Exercise task A >> Substitute "oak" for "wooden" in the records from the line containing "Kindly place a point on the wooden table" through the end of the records, both ends included, and give those lines again with nothing else changed.

****************

If I lived my life on the same grand scale, what would it look like? Because I am itching to open it up, to growgrowgrow. I long to hitch a ride on wildness's back, become one of its children, become one with its daily miracles. They go on all the time, is what I'm saying, whether or not we notice. Right now: miracle! Every moment. It is astonishing how many of them that I have taken for granted, how many nearly all of us take for granted.

Maybe I could have inferred nature's quiet yet immense doings from observing one autumn, or even one acorn; but that is reasoning, and what I am talking about is belonging to this wildness, not being outside of it, because I'm through with that. Finding where it lives in me and singing it back, the wonder song, through the rhythm of my heart, my breath; the dilation of these pupils, prickling of this skin, rushing of blood, the spring of muscle and tendon.

Letting this belonging change me, carry me somewhere deeper, stronger, brighter and darker. Because I get the feeling that I am seeing and feeling only the smallest bit of what is there to be seen and felt.

Now, right now, the bones of the woods and bluffs thrust forth from the withering masses of high summer's green, the way a face angles from youth into age. 

Again and again. The crunch of acorns under my feet. Sweet chirping of crickets singing me to sleep. Young-feathered eagles circling over flowing river and wide grasses in search of rabbits, fishes, voles.

Red-tailed hawks perched on light poles along the highway, the spinning down of summer in the crucible of September and all the millions of things I don't see, but that call me to shake off this worn-out illusion of separation, if I can. To come home to here.

****************

Exercise task B >> According to the nature passage, what sings the writer to sleep?

Named object pointing entries:
****************

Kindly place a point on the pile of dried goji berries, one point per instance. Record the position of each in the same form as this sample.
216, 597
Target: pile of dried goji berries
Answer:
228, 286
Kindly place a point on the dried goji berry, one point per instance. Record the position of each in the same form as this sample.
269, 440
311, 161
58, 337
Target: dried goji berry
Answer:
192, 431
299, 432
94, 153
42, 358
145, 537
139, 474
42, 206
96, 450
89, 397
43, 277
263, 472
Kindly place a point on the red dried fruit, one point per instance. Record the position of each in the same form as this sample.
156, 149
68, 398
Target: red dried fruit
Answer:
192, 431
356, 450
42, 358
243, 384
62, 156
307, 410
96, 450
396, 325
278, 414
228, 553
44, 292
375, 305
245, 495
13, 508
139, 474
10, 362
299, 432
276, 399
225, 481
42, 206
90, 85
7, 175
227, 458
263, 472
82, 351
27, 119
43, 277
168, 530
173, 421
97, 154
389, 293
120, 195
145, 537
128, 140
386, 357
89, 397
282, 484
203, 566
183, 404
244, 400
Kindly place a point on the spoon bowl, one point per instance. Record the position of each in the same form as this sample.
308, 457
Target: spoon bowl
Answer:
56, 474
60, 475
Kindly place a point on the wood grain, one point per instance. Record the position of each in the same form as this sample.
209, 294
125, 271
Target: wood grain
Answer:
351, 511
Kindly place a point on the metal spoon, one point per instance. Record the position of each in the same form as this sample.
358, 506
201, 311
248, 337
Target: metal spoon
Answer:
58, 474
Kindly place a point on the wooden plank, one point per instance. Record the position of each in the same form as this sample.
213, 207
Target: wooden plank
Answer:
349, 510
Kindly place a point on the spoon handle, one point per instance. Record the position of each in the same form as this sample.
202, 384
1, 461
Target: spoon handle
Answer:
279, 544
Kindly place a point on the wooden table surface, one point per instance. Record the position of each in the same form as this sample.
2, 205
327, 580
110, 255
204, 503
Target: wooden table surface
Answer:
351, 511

****************

Correct result A >>
Kindly place a point on the oak table surface, one point per instance. Record the position of each in the same form as this sample.
2, 205
327, 580
110, 255
204, 503
Target: oak table surface
Answer:
351, 511

Correct result B >> The sweet chirping of crickets.